▶ [WRITTEN TASK]
Reproduce each of the following items word for word, with nothing added or omitted.

▶ [DATASET]
╔══
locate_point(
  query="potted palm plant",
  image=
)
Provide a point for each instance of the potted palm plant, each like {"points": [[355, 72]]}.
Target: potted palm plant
╚══
▶ [RESPONSE]
locate_point(
  query="potted palm plant",
  image=
)
Provide a point for each instance of the potted palm plant, each like {"points": [[355, 72]]}.
Target: potted palm plant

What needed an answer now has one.